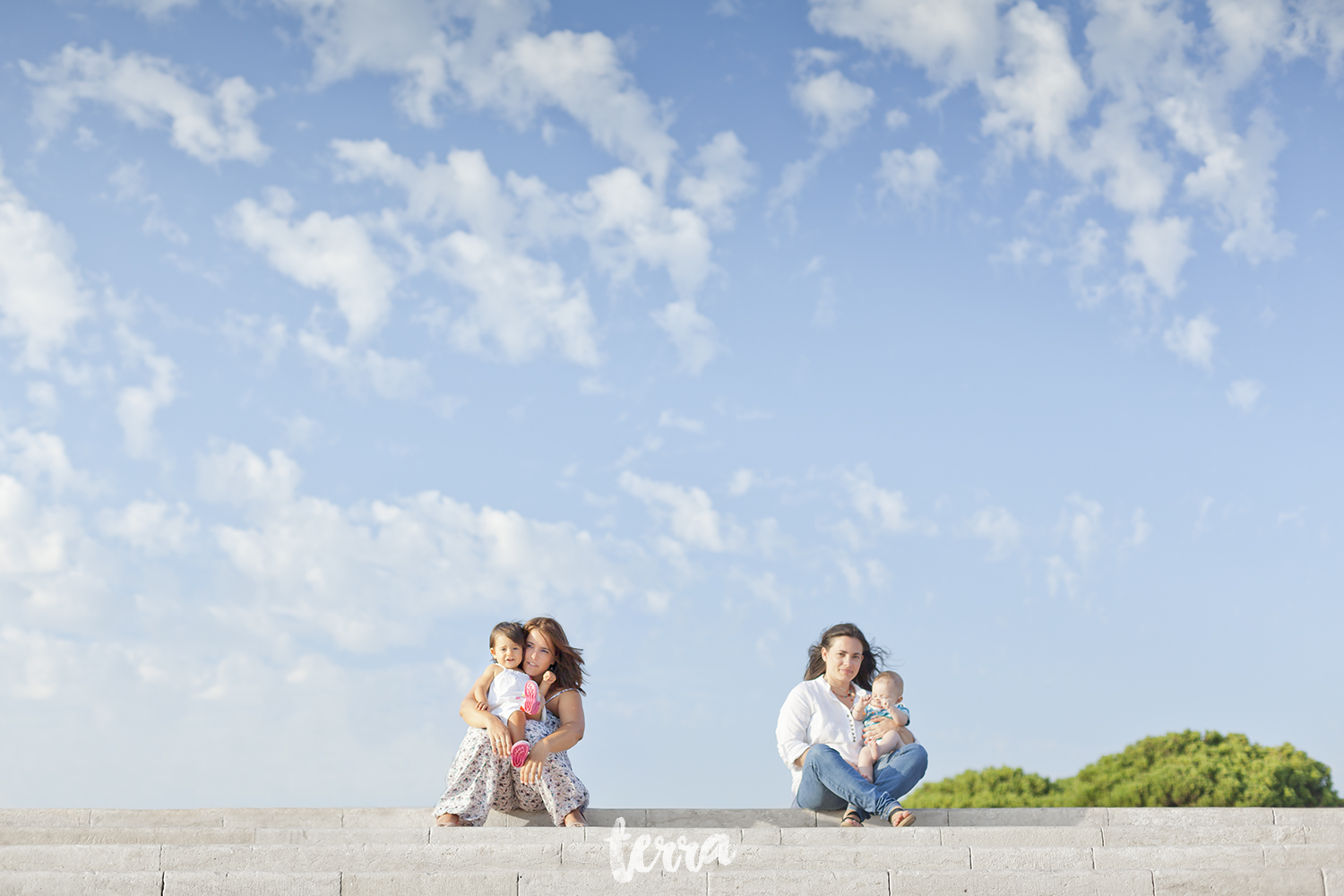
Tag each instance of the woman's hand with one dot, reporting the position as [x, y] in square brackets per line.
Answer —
[531, 770]
[497, 734]
[876, 728]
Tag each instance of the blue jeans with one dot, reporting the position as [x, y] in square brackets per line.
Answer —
[830, 782]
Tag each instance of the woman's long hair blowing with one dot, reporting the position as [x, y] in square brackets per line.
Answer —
[569, 661]
[873, 657]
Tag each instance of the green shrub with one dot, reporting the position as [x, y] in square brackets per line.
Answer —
[1180, 769]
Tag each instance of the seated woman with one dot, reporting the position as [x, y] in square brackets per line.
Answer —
[483, 777]
[820, 740]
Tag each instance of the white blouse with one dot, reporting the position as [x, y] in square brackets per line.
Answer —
[814, 715]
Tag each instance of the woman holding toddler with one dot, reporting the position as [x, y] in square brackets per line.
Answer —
[831, 727]
[484, 775]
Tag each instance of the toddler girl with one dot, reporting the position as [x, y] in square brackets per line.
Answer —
[883, 702]
[508, 692]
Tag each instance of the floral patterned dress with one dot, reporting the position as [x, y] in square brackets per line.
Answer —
[480, 780]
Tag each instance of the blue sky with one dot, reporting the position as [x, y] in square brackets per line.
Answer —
[338, 331]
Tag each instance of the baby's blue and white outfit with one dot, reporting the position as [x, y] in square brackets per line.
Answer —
[871, 713]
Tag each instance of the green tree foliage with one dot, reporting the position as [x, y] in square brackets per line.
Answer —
[1180, 769]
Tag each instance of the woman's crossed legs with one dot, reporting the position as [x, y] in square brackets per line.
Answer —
[830, 782]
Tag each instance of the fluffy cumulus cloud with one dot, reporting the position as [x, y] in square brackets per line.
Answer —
[725, 177]
[486, 56]
[484, 234]
[688, 513]
[139, 405]
[373, 575]
[956, 40]
[155, 8]
[999, 528]
[150, 93]
[910, 177]
[1245, 394]
[1193, 340]
[40, 296]
[40, 458]
[1081, 521]
[1137, 102]
[320, 252]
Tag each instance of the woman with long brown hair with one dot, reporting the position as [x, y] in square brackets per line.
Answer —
[820, 740]
[483, 777]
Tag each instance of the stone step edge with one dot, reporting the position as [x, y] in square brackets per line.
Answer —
[648, 817]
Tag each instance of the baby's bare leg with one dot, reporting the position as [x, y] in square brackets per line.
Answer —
[886, 743]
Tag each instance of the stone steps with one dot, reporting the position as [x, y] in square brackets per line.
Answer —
[397, 852]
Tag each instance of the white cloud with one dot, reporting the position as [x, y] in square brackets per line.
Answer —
[1061, 576]
[139, 405]
[42, 455]
[1244, 394]
[1032, 105]
[725, 177]
[956, 40]
[1142, 528]
[521, 303]
[741, 482]
[999, 527]
[150, 93]
[320, 252]
[234, 474]
[1161, 247]
[40, 297]
[883, 508]
[1082, 522]
[679, 422]
[155, 8]
[1150, 97]
[688, 512]
[766, 589]
[50, 571]
[833, 102]
[153, 527]
[913, 177]
[1193, 340]
[373, 575]
[691, 332]
[496, 65]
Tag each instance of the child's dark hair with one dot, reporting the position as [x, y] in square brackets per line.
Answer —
[511, 630]
[889, 673]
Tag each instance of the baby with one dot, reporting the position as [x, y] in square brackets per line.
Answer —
[508, 692]
[883, 702]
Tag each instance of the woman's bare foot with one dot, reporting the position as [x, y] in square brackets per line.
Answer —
[902, 817]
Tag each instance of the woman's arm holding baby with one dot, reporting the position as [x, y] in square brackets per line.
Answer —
[569, 708]
[547, 680]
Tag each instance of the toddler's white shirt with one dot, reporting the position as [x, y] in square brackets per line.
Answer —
[505, 694]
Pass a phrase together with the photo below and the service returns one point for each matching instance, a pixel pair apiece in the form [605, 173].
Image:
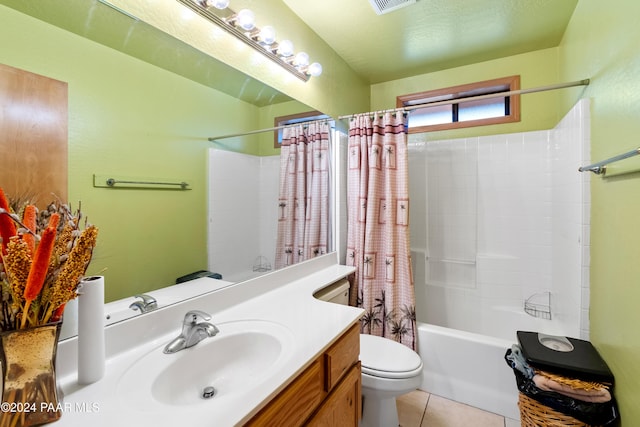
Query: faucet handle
[192, 316]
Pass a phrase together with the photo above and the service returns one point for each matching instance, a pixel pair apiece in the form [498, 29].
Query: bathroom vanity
[281, 358]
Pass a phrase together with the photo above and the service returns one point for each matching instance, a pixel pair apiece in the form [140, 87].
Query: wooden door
[33, 136]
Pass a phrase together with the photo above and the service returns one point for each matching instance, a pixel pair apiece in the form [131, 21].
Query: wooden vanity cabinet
[327, 393]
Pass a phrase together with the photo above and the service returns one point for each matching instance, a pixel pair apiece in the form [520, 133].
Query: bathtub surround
[474, 306]
[378, 227]
[303, 201]
[128, 341]
[242, 212]
[504, 219]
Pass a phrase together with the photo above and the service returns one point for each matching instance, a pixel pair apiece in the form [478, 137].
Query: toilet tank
[337, 292]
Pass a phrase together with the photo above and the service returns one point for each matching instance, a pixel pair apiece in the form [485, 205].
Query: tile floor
[422, 409]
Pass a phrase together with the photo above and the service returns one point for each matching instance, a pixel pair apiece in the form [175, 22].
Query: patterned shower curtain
[303, 204]
[378, 218]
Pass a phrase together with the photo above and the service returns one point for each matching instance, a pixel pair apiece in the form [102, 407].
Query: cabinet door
[342, 407]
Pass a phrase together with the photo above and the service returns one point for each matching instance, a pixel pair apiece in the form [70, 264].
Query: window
[461, 114]
[292, 119]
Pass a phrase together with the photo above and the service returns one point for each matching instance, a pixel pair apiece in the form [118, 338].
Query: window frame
[289, 119]
[457, 92]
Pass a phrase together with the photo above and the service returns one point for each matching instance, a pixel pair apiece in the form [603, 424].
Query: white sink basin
[241, 356]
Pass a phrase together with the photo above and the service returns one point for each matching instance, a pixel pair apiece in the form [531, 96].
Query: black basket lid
[582, 361]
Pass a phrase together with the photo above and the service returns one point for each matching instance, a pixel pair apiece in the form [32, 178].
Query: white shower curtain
[378, 235]
[303, 204]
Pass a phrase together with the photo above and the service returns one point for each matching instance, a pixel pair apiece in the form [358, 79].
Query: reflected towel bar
[600, 168]
[107, 181]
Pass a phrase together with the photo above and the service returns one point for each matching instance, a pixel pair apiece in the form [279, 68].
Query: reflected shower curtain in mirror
[378, 218]
[303, 204]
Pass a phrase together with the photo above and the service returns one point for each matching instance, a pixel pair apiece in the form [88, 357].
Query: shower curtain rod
[252, 132]
[408, 109]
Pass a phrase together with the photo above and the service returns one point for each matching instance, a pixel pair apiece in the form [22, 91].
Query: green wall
[538, 111]
[130, 119]
[601, 42]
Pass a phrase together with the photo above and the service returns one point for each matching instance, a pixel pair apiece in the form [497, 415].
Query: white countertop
[284, 297]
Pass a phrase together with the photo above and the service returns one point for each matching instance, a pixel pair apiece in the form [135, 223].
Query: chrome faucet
[147, 304]
[192, 331]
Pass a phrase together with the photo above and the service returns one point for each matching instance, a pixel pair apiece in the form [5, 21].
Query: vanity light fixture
[242, 26]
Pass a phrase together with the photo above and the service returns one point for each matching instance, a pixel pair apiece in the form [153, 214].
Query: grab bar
[600, 168]
[107, 181]
[111, 182]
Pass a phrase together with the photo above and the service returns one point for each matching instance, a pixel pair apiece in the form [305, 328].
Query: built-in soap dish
[555, 343]
[539, 305]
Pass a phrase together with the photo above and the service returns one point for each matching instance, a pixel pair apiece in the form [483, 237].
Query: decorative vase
[29, 389]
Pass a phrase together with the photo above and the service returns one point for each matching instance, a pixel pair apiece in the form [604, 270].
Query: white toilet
[389, 369]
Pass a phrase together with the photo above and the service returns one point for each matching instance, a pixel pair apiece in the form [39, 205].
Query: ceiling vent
[386, 6]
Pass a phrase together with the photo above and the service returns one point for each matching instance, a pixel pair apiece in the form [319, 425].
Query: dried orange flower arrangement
[44, 255]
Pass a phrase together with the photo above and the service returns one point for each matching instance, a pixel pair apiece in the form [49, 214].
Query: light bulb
[218, 4]
[268, 35]
[315, 69]
[246, 19]
[302, 59]
[285, 48]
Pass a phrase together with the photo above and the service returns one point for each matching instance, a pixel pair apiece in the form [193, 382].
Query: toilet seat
[382, 357]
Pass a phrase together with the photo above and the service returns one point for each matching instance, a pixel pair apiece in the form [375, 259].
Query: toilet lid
[386, 358]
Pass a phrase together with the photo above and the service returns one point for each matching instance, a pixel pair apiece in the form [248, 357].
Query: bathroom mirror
[111, 29]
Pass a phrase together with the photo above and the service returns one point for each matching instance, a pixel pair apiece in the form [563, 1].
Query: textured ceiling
[96, 21]
[433, 35]
[427, 36]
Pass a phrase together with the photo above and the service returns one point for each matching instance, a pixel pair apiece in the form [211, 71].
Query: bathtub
[468, 368]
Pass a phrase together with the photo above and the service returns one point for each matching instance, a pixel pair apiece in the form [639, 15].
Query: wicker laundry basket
[535, 414]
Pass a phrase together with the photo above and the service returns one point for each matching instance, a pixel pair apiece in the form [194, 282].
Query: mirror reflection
[141, 105]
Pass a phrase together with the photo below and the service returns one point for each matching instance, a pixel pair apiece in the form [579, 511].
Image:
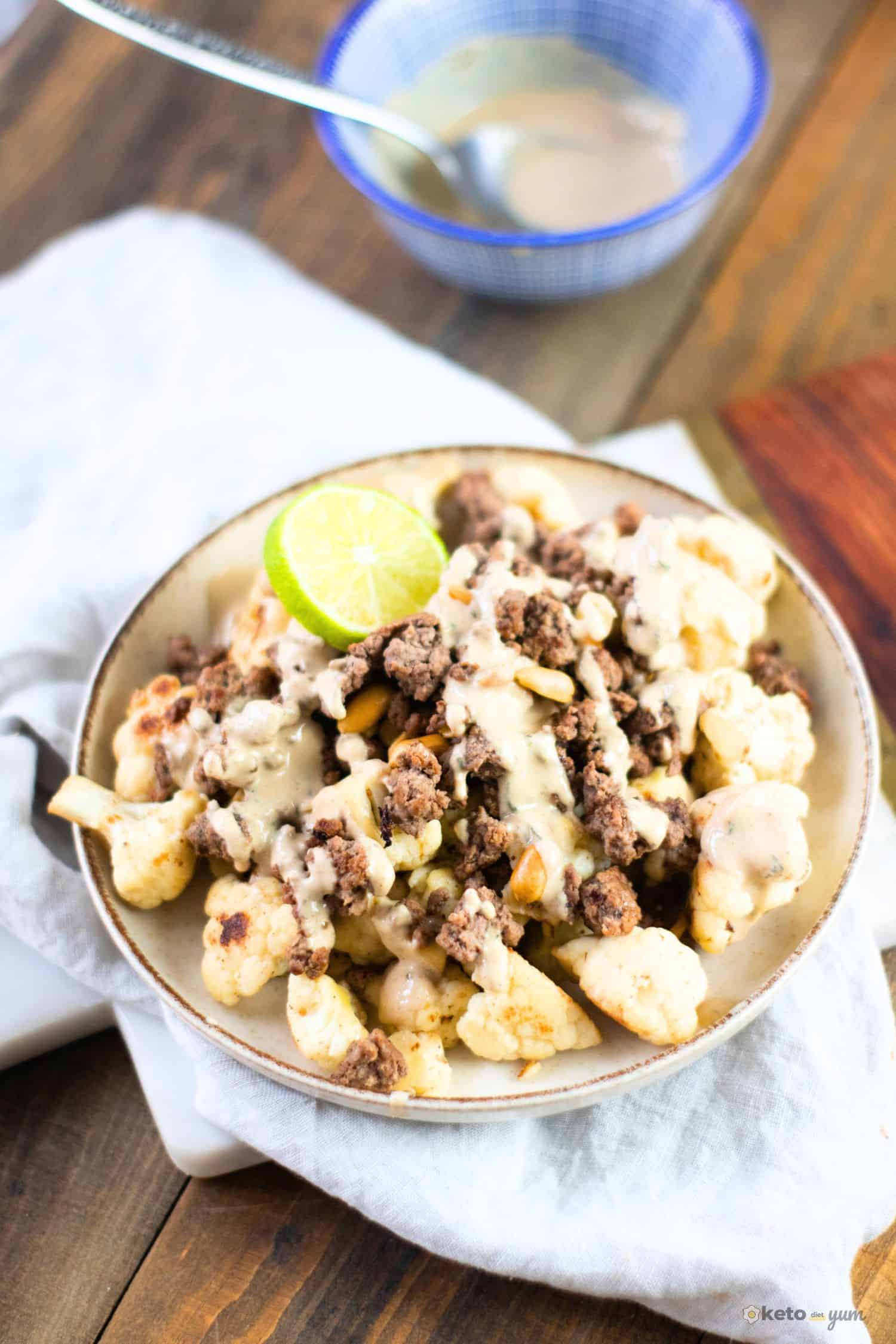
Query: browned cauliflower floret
[648, 981]
[247, 938]
[746, 734]
[753, 858]
[429, 1073]
[323, 1019]
[133, 745]
[151, 857]
[735, 547]
[257, 625]
[528, 1018]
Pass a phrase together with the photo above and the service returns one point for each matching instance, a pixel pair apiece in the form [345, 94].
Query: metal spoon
[474, 168]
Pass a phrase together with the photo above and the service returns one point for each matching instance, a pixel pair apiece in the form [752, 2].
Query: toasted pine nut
[366, 708]
[395, 746]
[548, 682]
[434, 742]
[530, 877]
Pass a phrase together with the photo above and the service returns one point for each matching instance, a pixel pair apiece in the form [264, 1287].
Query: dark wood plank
[94, 125]
[812, 280]
[263, 1259]
[824, 456]
[85, 1185]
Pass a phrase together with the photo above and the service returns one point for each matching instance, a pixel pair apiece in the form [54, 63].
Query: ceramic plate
[165, 945]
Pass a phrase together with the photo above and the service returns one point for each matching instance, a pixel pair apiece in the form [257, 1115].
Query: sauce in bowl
[619, 147]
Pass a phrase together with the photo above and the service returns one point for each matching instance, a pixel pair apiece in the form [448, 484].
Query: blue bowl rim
[713, 178]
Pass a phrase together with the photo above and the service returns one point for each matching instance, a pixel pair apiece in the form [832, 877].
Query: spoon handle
[218, 57]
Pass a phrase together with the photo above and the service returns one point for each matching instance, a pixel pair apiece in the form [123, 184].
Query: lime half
[346, 560]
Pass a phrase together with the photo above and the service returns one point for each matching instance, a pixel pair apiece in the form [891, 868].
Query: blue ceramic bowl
[703, 56]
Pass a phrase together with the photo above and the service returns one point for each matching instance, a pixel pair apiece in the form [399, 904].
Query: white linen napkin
[158, 373]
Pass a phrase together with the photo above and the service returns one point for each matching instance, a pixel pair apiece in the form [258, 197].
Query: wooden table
[101, 1237]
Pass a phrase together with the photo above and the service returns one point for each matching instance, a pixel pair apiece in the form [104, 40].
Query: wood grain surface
[103, 1238]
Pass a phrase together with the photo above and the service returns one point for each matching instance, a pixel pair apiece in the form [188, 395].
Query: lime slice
[346, 560]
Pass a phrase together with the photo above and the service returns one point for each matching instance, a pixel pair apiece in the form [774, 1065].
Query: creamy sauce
[754, 832]
[301, 659]
[652, 619]
[536, 802]
[274, 759]
[679, 691]
[618, 151]
[409, 996]
[675, 593]
[311, 878]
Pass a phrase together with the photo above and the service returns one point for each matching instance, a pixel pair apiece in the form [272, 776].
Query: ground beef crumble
[487, 842]
[653, 741]
[775, 674]
[305, 960]
[186, 660]
[164, 785]
[413, 796]
[680, 848]
[606, 902]
[480, 757]
[220, 683]
[578, 741]
[629, 518]
[464, 934]
[349, 895]
[471, 510]
[606, 816]
[204, 839]
[410, 652]
[373, 1063]
[563, 557]
[538, 624]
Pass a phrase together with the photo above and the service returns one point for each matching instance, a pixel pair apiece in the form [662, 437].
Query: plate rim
[507, 1105]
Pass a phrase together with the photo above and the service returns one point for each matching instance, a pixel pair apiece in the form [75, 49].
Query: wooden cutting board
[816, 463]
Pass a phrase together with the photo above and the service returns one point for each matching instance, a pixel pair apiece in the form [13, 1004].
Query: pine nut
[366, 708]
[434, 742]
[548, 682]
[530, 877]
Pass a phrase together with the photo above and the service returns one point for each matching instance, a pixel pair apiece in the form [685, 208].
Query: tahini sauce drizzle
[754, 832]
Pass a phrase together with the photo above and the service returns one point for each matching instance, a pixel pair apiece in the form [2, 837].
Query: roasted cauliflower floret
[133, 745]
[738, 549]
[323, 1019]
[406, 852]
[646, 980]
[413, 998]
[247, 938]
[719, 620]
[754, 857]
[660, 787]
[429, 878]
[530, 1018]
[539, 492]
[257, 625]
[359, 938]
[429, 1073]
[152, 861]
[747, 735]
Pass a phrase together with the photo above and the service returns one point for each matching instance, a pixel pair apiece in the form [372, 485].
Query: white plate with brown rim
[164, 947]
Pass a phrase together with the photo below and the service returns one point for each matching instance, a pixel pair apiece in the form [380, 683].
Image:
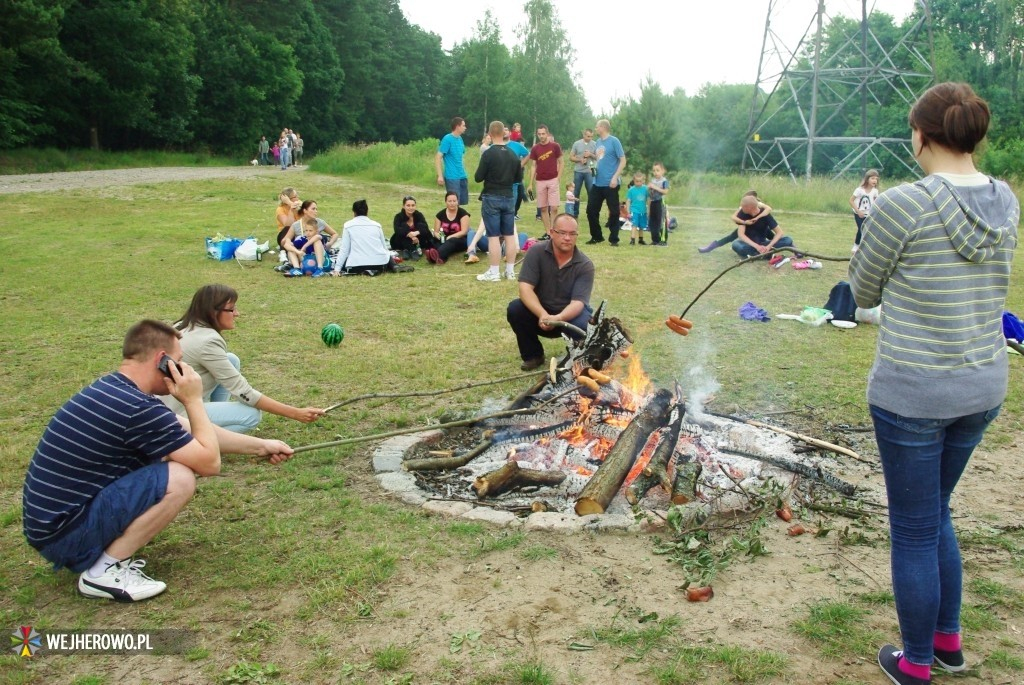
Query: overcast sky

________________________

• Task prompt
Above are records; count the lines among them that include the word "baby", and give only the number.

• Solution to the exercise
4